→ **Exercise requirements**
Can you copy out the data word for word, starting with the line that contains "the yellow stretcher" and going on through the last line of the data, with both of those lines included?

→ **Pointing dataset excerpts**
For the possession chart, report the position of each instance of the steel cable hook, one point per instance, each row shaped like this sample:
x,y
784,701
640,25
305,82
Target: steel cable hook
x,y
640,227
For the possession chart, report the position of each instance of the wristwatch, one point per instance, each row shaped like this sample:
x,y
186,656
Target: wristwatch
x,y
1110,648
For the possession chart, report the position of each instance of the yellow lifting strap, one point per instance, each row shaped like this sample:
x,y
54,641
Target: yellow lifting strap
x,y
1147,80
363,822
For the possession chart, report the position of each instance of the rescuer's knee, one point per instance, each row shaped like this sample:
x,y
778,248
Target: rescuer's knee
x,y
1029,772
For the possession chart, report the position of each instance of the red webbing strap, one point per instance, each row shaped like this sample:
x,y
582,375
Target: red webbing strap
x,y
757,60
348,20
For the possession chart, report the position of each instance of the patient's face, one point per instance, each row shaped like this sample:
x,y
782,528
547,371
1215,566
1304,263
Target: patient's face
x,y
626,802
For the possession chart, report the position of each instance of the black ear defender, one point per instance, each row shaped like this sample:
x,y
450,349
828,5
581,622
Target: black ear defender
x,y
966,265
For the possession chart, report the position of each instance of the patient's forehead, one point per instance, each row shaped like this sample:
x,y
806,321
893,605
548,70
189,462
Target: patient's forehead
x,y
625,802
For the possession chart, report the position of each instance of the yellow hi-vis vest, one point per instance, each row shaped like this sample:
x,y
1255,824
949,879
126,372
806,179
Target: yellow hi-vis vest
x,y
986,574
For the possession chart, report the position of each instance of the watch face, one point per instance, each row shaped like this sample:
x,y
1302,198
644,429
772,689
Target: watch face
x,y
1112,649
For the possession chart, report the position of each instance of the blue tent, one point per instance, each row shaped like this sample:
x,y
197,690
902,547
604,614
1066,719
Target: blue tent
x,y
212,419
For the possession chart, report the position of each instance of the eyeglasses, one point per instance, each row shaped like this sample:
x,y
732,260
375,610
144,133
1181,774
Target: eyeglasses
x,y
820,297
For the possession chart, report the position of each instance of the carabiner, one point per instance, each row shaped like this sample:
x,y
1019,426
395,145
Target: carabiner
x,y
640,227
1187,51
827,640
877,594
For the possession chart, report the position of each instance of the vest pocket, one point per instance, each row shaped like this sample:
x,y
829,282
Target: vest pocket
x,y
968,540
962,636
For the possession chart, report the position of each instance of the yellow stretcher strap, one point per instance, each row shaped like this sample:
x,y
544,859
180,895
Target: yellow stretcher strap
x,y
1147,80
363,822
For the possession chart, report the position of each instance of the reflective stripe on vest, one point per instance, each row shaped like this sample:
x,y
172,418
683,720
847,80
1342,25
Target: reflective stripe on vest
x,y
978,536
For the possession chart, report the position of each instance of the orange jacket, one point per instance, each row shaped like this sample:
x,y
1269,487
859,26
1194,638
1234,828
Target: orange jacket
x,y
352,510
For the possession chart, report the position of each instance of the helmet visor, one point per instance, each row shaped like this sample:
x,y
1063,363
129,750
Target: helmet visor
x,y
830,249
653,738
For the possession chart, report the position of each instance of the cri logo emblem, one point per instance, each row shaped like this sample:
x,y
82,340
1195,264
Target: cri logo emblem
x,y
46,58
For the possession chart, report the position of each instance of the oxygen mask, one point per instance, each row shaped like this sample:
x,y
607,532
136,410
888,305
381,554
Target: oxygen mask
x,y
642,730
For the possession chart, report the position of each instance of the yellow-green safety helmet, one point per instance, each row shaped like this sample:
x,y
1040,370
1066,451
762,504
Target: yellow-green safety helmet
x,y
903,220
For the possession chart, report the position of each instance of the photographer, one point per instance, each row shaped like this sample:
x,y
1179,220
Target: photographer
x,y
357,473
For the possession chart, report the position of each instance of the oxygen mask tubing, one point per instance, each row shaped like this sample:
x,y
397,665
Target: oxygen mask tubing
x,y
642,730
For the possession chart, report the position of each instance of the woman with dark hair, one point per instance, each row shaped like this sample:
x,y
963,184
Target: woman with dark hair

→ **In response**
For the possession chart, report the position of each instance of the yellow stretcher strap, one point per instance, each row shaped like this sample:
x,y
544,859
180,895
Target: yellow stretcher strap
x,y
1147,80
363,822
For the possession chart, report the position of each instance of the reflective stripe on vest, one point per instance, each row shaped like this sample:
x,y
172,418
683,720
847,80
1342,25
Target: reflective stripe on vest
x,y
978,536
For the possession chart, report the position of each instance of the orange jacket, one point per instance, each row shaped like this sample:
x,y
1269,487
859,26
1194,638
1234,828
Target: orange jacket
x,y
352,510
For the possession chart, report the position of each instance of the helmet visor, one point per instance, each row shaped like this sample:
x,y
1063,363
129,750
Target: helmet visor
x,y
830,249
653,738
For the possession chart, report the position of each instance of the cri logo emblem, one point per instance, each row shaped like this sample:
x,y
82,340
1195,264
Target: cri logo emblem
x,y
46,58
For the possession chart, report the position of each instance of the oxygen mask, one point per instance, each row shaped like this sample:
x,y
607,532
136,410
888,305
381,554
Target: oxygen mask
x,y
642,730
For the possession chart, report the position of each instance of the yellow-green safety helmet, one point per instance, each row shaped like this sample:
x,y
1040,370
1066,451
762,504
Target: yellow-green safety helmet
x,y
903,220
For the possession chart, report the position of each instance of the photographer, one point per instance, each row shaped like this sample:
x,y
1179,220
Target: photographer
x,y
357,473
For the possession chart, report the position of each instance of the oxygen mask tubing, one point per instance, each row shaped like this sample:
x,y
397,665
Target: oxygen mask tubing
x,y
642,730
For the possession chart, report the position of each instance of the woman with dark hair, one point per instance, each row shaped like this sample:
x,y
963,184
Target: woman with dark hair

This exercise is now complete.